▶ _Bacaan_:
Malcolm S. Knowles (1913–1997) diakui sebagai salah satu tokoh paling berpengaruh dalam pengembangan pendidikan orang dewasa (andragogi). Teorinya menawarkan paradigma yang berbeda secara fundamental dari pedagogi (pendidikan anak), menyoroti kebutuhan, motivasi, dan pengalaman unik dari pembelajar dewasa. Knowles mendefinisikan andragogi sebagai "seni dan ilmu membantu orang dewasa belajar."
Inti dari pemikiran Knowles adalah lima asumsi dasar tentang bagaimana orang dewasa belajar, yang kemudian diperluas menjadi enam asumsi utama yang menjadi landasan kerangka kerjanya. Asumsi-asumsi ini memandu para pendidik untuk merancang pengalaman belajar yang relevan dan efektif bagi audiens dewasa.
Visualisasi Prinsip Andragogi
Enam Asumsi Dasar Andragogi Knowles
Knowles menyusun konsep andragogi berdasarkan enam asumsi kunci yang membedakan pembelajar dewasa dari anak-anak:
1. Kebutuhan untuk Tahu (Need to Know)
Orang dewasa perlu memahami alasan mengapa mereka harus mempelajari sesuatu. Mereka ingin tahu bagaimana materi pembelajaran akan relevan dan bermanfaat bagi kehidupan atau pekerjaan mereka saat ini. Tanpa pemahaman akan relevansi ini, motivasi belajar akan menurun drastis.
2. Konsep Diri (Self-Concept)

▶ _Petunjuk Latihan_: Tulis ulang bagian bacaan tentang andragogi dari "Inti dari pemikiran" sampai dengan "bagi audiens dewasa.", lalu ganti "pendidik" dengan "pengajar". Catatan di bawah ini tidak berkaitan dengan bacaan tentang andragogi.

▶ _Daftar Catatan_:
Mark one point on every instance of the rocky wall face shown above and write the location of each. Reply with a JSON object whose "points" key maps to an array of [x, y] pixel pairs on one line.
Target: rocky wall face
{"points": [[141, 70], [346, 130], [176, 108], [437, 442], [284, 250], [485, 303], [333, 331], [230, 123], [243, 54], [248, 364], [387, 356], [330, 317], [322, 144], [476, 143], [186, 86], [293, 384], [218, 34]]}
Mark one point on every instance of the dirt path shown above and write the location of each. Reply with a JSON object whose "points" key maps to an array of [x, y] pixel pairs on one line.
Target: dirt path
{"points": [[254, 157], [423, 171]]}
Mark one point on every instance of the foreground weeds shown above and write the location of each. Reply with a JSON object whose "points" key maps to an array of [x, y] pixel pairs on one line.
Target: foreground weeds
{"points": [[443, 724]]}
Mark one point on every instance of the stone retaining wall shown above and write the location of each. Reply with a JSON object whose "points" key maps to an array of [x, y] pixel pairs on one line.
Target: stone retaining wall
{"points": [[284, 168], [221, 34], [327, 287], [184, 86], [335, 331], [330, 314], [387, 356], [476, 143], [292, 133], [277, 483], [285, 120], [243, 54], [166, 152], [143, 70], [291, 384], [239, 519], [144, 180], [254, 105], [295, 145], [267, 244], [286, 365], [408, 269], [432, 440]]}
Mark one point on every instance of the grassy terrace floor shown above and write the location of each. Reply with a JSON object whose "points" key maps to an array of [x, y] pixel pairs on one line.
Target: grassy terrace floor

▶ _Penyelesaian Soal_:
Inti dari pemikiran Knowles adalah lima asumsi dasar tentang bagaimana orang dewasa belajar, yang kemudian diperluas menjadi enam asumsi utama yang menjadi landasan kerangka kerjanya. Asumsi-asumsi ini memandu para pengajar untuk merancang pengalaman belajar yang relevan dan efektif bagi audiens dewasa.